Source records -
"""
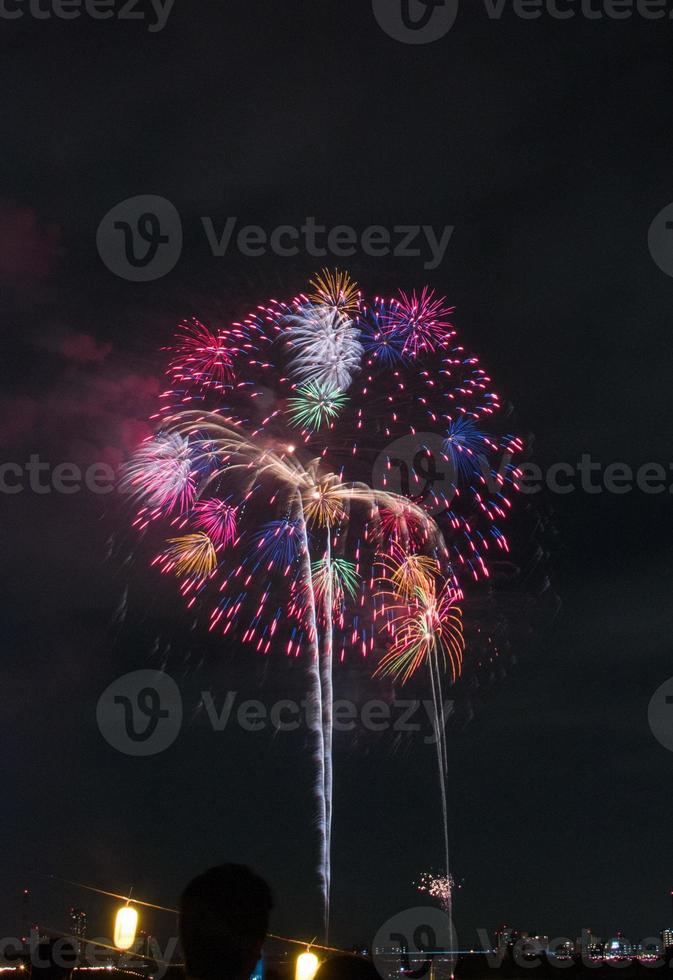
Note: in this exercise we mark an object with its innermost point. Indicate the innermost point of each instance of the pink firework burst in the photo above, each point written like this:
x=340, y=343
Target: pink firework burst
x=422, y=321
x=218, y=519
x=202, y=357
"""
Set problem - Convert every line of the items above into a JSON list of strings, one string per line, skipping blank lines and leaving out the pictures.

Response -
[
  "Note: in this exercise we mark an object with its innermost point. Indicate the innermost point of each instance of the pink firework burst in the photo above, each point written like this:",
  "x=340, y=343",
  "Target: pink firework burst",
  "x=422, y=321",
  "x=218, y=519",
  "x=202, y=357"
]